**Fragment do przeczytania:**
O mnie

Mój blog dedykuję wszystkim, którzy pragną prowadzić świadome i szczęśliwe życie. Mojemu synowi, przyjaciołom życzę by nigdy nie stracili wiary – która jest przewodnikiem,
nadziei – która jest matką, miłości – która jest życiem.

Chce z wami się podzielić  moim doświadczeniem, warto być sobą. Jak zawalczyć o swoje marzenia i o siebie, pomimo doświadczeń, prób wiary…Warto wszystko przetrwać. Podejmować decyzję, nowe wezwania… dążyć do celu, z pogodą ducha, z uśmiechem na twarzy. Warto żyć dla miłości, pokochać to co Bóg – daje, czego żąda codziennie niezmiennie zawsze od nowa… Potrzeba nam odwagi i męstwa by dotrzeć do mety,  ciesząc się z rzeczy małych. Postanowiłam  napisać bloga, potem książkę by dać innym narzędzie jak pogodzić się z przeciwnościami? Jak przetrwać? Skąd czerpać siłę do działania? Kto mi pomoże? Co zrobić kiedy się nie wie co zrobić w swoim życiu? Jak przeżyć  rozstanie? W jaki  sposób przetrwać ten  pierwszy trudny okres.? Może właśnie teraz jest czas tylko dla Ciebie? Jak i gdzie się nauczyć  na nowo czerpać siłę ze źródła wiary, żeby się całkowicie nie załamać? Znajdziesz tu odpowiedź, jak przetrwać doświadczając, przechodząc próby, cierpienia, niezrozumienie, złość, nienawiść od drugich, wybaczając, ciesząc się życiem.

**Polecenie 1:** Przepisz dokładnie wszystkie rekordy ze zbioru danych zamieszczone poniżej. Obrazy pomiń w odpowiedzi.

Fragmenty zbioru danych dotyczące wskazywania obiektów
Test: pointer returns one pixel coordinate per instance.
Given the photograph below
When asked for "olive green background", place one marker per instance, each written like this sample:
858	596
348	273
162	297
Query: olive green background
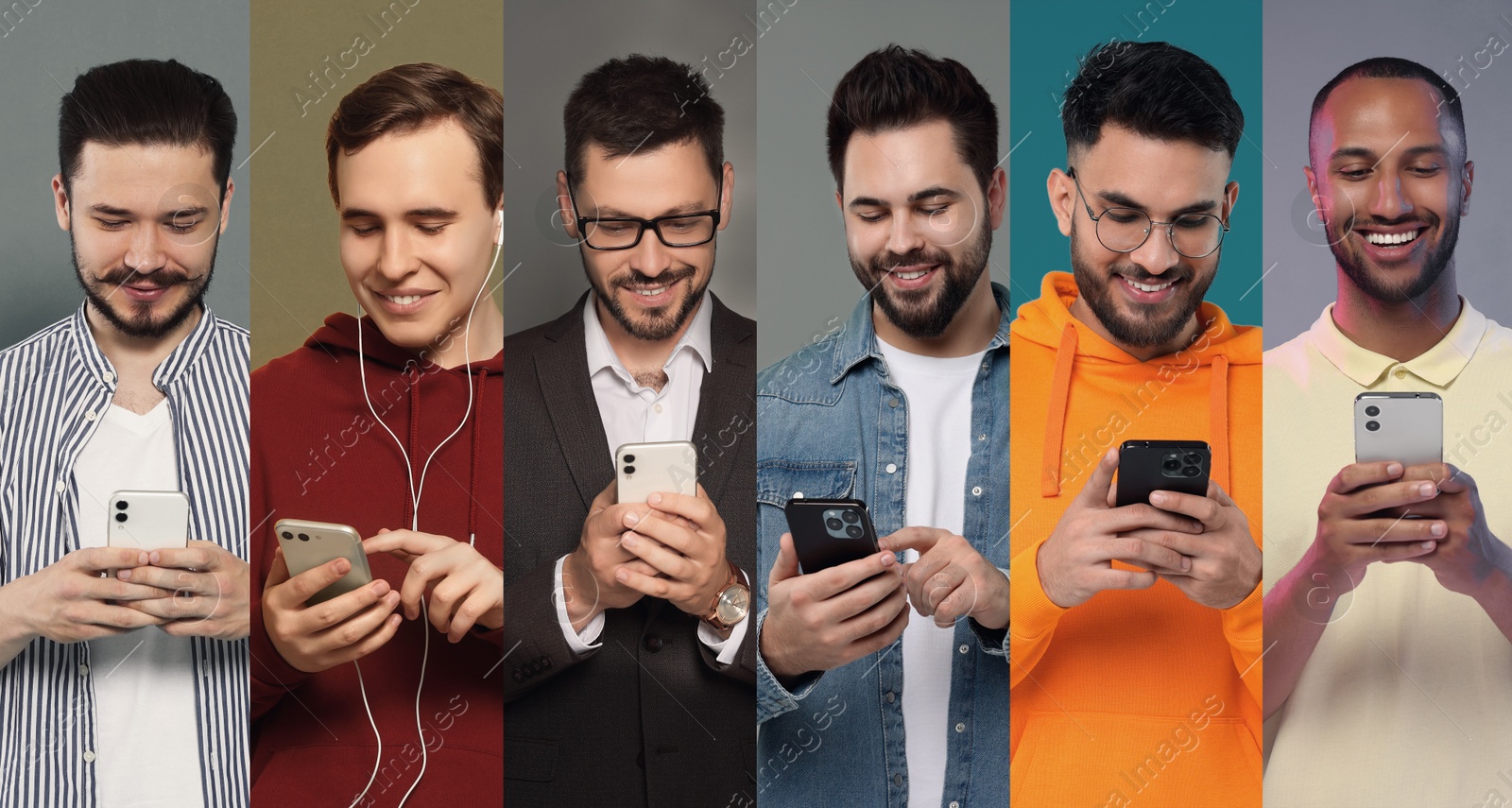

**Polecenie 2:** Przedstaw w formie krótkiej listy główne myśli akapitu tekstu „O mnie”, który zaczyna się od słów „Chce z wami się podzielić”.

**Odpowiedź do ćwiczenia 1:**
Test: pointer returns one pixel coordinate per instance.
Given the photograph below
When asked for "olive green background", place one marker per instance, each written like this sample:
858	596
348	273
162	297
Query: olive green background

**Odpowiedź do ćwiczenia 2:**
- Warto być sobą i walczyć o swoje marzenia i o siebie mimo trudnych doświadczeń i prób wiary.
- Warto wszystko przetrwać, podejmować decyzje i nowe wezwania oraz dążyć do celu z pogodą ducha i uśmiechem.
- Warto żyć dla miłości i pokochać to, co Bóg daje i czego codziennie żąda.
- Aby dotrzeć do mety, potrzeba odwagi i męstwa oraz radości z małych rzeczy.
- Autorka postanowiła napisać bloga, a potem książkę, aby dać innym narzędzie do radzenia sobie z przeciwnościami i rozstaniem, do przetrwania trudnego okresu i do czerpania siły z wiary.
- Blog ma odpowiadać na pytanie, jak przetrwać próby, cierpienie, niezrozumienie, złość i nienawiść innych, wybaczając i ciesząc się życiem.